§ Task requirements:
a. Reproduce the InfluxDB installation excerpt from "#### 3.4 Accuracy-benchmarking" down to "on your instance.".
b. State whether each statement agrees with the InfluxDB installation excerpt, answering yes or no and quoting the exact words that decide it. (i) When InfluxDB2 is already installed but the service is not running, the script starts the service. (ii) The install command fetches the influxdb2 package without its command-line client. (iii) The directory for accuracy benchmarking is to be copied to a location on the instance.
c. Continue the InfluxDB installation excerpt from the point where it ends.

§ Text under study:
□ □ □ □
Install InfluxDB if using the Neuron Profiler

In [None]:
%%bash
if dpkg -s influxdb2 > /dev/null 2>&1; then
    echo "InfluxDB2 is already installed, skipping."
    if systemctl is-active --quiet influxdb; then
        echo "InfluxDB is already running."
    else
        sudo systemctl start influxdb
        echo "Setting up InfluxDB ..."
        # influx setup
    fi
else
    # Install InfluxDB
    wget -q https://repos.influxdata.com/influxdata-archive_compat.key
    echo '393e8779c89ac8d958f81f942f9ad7fb82a25e133faddaf92e15b16e6ac9ce4c influxdata-archive_compat.key' | sha256sum -c && \
      cat influxdata-archive_compat.key | gpg --dearmor | sudo tee /etc/apt/trusted.gpg.d/influxdata-archive_compat.gpg > /dev/null
    echo 'deb [signed-by=/etc/apt/trusted.gpg.d/influxdata-archive_compat.gpg] https://repos.influxdata.com/debian stable main' | sudo tee /etc/apt/sources.list.d/influxdata.list
    
    sudo apt-get update && sudo apt-get install influxdb2 influxdb2-cli -y
    sudo systemctl start influxdb
    
    # Run non-interactive influx setup with all necessary flags
    # replace the following flags below with the necessary credentials
    influx setup \
      --username admin \
      --password testpassowrd \
      --org yourorg \
      --bucket yourbucket \
      --token yoursupersecrettoken \
      --force

fi

#### 3.4 Accuracy-benchmarking with lm_eval


Copy the [inference-benchmarking](https://github.com/aws-neuron/aws-neuron-samples/tree/master/inference-benchmarking/) directory to some location on your instance.
□ □ □ □
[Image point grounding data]
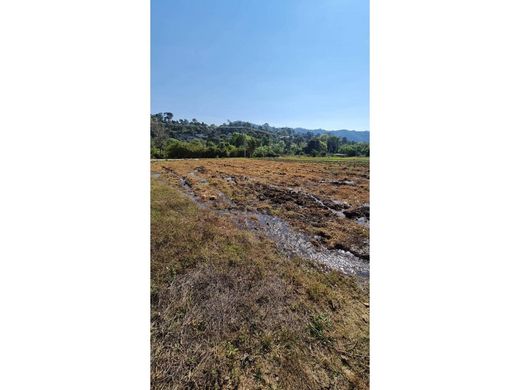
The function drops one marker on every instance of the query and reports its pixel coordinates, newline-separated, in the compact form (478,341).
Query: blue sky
(298,63)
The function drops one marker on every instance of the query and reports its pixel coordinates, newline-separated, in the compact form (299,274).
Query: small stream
(291,242)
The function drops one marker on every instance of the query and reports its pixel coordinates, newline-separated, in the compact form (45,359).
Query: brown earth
(228,311)
(327,200)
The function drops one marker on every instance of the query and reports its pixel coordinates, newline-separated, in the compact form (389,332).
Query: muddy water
(288,240)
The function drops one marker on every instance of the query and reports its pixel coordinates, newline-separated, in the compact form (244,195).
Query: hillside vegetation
(193,139)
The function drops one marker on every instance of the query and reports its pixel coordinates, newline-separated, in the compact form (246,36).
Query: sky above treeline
(297,63)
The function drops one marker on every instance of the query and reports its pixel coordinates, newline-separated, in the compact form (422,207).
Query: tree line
(193,139)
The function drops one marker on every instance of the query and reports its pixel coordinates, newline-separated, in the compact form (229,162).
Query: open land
(259,271)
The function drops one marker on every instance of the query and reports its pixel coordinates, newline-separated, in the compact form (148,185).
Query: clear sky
(298,63)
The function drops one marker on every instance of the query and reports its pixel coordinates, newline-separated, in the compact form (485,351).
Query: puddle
(289,241)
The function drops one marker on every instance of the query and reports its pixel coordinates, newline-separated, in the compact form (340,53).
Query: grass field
(326,159)
(229,308)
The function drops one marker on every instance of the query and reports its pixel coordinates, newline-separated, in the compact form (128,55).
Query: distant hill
(351,135)
(185,138)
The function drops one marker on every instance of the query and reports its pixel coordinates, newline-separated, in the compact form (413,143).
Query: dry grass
(230,312)
(286,188)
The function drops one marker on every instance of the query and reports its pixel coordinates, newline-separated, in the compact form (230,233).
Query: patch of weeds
(230,350)
(318,325)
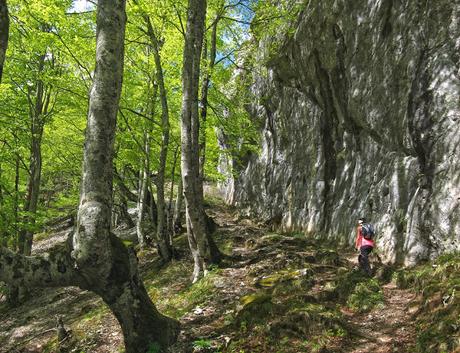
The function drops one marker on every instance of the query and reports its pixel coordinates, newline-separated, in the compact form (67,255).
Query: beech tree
(4,29)
(94,258)
(204,250)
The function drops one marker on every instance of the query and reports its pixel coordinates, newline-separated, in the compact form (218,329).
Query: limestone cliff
(360,116)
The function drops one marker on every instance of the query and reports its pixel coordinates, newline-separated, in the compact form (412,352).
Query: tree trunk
□ □ □ □
§ Set of answers:
a.
#### 3.4 Accuracy-benchmarking with lm_eval


Copy the [inference-benchmarking](https://github.com/aws-neuron/aws-neuron-samples/tree/master/inference-benchmarking/) directory to some location on your instance.

b.
(i) Yes: "sudo systemctl start influxdb"
(ii) No: "sudo apt-get install influxdb2 influxdb2-cli -y"
(iii) Yes: "directory to some location on your instance"

c.
In [None]:
! git clone https://github.com/aws-neuron/aws-neuron-samples.git

Change directory to the your copy of inference-benchmarking. Install other required dependencies in the same python env (e.g aws_neuron_venv_pytorch if you followed manual install NxD Inference ) by:

In [None]:
%%bash
cd /home/ubuntu/aws-neuron-samples/inference-benchmarking/
pip install -r requirements.txt --quiet

---

## 4. Download or Provide Your Model

Below is a template for downloading the model. You can skip or adjust if you already have a local model.

For more information on model checkpoint usage, see the [NxDI inference with Hugging Face-based models](https://awsdocs-neuron.readthedocs-hosted.com/en/latest/libraries/nxd-inference/developer_guides/feature-guide.html).

You will need to log in to huggingface from the commandline.  You will need your token from https://huggingface.co/settings/tokens Paste it to replace the MY_HUGGINGFACE_TOKEN_HERE text below. 

In [None]:
!git config --global credential.helper store
from huggingface_hub import notebook_login
notebook_login()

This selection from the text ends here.